───── Data listing ─────

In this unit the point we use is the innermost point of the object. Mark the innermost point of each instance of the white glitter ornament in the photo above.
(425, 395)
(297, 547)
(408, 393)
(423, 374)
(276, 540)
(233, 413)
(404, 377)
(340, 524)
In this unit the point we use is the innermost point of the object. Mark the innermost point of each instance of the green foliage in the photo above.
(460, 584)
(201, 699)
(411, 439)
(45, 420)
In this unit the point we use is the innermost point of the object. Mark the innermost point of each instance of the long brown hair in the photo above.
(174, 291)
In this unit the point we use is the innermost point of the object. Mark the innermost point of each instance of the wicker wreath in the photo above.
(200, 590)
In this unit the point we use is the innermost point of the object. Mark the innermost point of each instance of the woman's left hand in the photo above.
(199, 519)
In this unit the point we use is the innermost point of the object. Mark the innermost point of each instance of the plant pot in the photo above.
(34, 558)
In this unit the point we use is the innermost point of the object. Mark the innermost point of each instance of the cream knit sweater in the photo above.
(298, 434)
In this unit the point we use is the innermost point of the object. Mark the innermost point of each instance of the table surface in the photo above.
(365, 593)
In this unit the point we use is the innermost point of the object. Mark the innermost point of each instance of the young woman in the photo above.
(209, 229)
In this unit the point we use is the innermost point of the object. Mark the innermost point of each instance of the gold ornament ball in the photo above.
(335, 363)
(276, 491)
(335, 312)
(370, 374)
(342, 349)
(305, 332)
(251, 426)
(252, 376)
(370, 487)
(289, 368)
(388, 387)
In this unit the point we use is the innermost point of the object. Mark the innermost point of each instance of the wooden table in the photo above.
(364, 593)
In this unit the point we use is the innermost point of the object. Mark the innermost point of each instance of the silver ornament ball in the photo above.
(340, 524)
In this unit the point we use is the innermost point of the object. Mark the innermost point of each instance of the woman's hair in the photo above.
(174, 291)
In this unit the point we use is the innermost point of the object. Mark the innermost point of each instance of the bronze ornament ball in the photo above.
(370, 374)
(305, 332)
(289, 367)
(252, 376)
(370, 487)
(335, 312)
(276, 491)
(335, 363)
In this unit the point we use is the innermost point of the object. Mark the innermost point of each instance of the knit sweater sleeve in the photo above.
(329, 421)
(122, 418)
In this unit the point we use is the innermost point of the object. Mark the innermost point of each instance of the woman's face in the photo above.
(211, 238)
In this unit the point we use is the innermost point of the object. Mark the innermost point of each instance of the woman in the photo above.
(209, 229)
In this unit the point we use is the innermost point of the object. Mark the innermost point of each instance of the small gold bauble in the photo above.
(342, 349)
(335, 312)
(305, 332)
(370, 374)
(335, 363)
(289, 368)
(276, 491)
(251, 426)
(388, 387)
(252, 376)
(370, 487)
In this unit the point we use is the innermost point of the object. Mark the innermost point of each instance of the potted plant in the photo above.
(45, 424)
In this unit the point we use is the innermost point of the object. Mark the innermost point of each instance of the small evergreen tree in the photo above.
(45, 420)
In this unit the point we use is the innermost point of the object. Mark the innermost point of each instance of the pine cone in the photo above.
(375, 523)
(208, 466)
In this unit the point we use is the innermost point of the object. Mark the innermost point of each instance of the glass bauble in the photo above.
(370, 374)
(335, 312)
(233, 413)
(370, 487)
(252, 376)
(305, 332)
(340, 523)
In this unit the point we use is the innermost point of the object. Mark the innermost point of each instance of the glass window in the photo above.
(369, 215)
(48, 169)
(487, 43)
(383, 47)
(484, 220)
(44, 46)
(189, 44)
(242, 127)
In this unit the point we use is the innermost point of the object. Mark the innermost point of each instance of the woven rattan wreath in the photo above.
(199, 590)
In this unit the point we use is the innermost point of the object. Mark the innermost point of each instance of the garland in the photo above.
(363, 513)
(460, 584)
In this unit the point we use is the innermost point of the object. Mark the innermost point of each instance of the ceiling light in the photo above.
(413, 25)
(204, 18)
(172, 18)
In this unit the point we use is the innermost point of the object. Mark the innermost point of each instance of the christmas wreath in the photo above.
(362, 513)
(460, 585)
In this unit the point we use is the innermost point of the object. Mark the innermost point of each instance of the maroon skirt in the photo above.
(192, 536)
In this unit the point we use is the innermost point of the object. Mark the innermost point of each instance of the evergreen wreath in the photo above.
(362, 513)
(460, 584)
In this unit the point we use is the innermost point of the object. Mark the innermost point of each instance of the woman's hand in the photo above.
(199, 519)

─────
───── Data listing ─────

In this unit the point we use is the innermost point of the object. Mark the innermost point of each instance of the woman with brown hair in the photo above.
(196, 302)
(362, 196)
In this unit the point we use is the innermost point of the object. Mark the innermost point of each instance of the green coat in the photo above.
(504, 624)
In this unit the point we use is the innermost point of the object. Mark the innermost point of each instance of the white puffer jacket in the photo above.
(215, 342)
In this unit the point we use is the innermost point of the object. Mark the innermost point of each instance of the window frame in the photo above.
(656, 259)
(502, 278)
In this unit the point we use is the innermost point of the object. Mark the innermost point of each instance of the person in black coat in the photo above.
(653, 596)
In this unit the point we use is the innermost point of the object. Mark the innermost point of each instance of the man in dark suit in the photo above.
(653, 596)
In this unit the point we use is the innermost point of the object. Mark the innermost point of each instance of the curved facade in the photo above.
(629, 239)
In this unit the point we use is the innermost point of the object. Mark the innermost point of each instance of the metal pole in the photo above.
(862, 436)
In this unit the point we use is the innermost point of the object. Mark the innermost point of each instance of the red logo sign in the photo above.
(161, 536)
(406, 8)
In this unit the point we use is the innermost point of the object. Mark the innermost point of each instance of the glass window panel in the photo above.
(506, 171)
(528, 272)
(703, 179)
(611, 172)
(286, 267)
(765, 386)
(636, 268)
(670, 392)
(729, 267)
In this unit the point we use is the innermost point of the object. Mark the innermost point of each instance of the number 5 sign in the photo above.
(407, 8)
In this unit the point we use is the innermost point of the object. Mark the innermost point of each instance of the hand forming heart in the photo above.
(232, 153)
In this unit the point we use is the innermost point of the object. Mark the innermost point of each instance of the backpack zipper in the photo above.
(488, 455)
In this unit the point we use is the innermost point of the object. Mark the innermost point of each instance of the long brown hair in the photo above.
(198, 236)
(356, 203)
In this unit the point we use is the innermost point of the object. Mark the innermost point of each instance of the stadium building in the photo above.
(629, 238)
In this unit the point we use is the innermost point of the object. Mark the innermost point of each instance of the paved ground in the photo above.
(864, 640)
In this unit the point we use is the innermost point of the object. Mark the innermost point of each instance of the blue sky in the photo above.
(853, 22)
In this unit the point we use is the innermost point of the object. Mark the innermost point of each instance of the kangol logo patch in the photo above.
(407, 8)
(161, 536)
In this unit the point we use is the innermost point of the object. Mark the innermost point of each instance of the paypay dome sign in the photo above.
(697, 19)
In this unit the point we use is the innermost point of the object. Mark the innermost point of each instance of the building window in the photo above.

─────

_What you need to do:_ Copy the rows that begin at the line containing "dome sign in the photo above." and end after the line containing "building window in the photo above.", swapping "innermost" for "central" and changing nothing else.

_Full output:_
In this unit the point we use is the central point of the object. Mark the central point of each instance of the paypay dome sign in the photo above.
(697, 19)
In this unit the point we use is the central point of the object. Mark the central point of each instance of the building window in the photo above.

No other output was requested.